Task brief
The answer should consist of all the records, copied exactly.

Records to process

↓

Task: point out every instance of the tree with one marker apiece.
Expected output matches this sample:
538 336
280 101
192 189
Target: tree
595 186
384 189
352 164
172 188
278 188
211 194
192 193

↑

Reply
Task: point out every instance of the tree with one marker apiece.
Expected output matches this sample:
538 336
280 101
192 189
Target: tree
595 186
384 189
352 164
172 188
278 188
211 194
192 193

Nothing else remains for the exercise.